1And Isaac called Jacob, and blessed him, and charged him, and said unto him, Thou shalt not take a wife of the daughters of Canaan. 2Arise, go to Paddan-aram, to the house of Bethuel thy mother's father. And take thee a wife from thence of the daughters of Laban thy mother's brother. 3And God Almighty bless thee, and make thee fruitful, and multiply thee, that thou mayest be a company of peoples. 4And give thee the blessing of Abraham, to thee, and to thy seed with thee. That thou mayest inherit the land of thy sojournings, which God gave unto Abraham. 5And Isaac sent away Jacob. And he went to Paddan-aram unto Laban, son of Bethuel the Syrian, the brother of Rebekah, Jacob's and Esau's mother.

# [Work to be completed]
List every verb in the passage about Isaac sending Jacob away that has Isaac as its subject. The data that follows is separate material from the passage about Isaac sending Jacob away.

# [Source excerpt]
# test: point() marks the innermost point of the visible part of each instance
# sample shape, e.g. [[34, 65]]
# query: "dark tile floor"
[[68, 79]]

# [Expected answer]
called, blessed, charged, said, sent away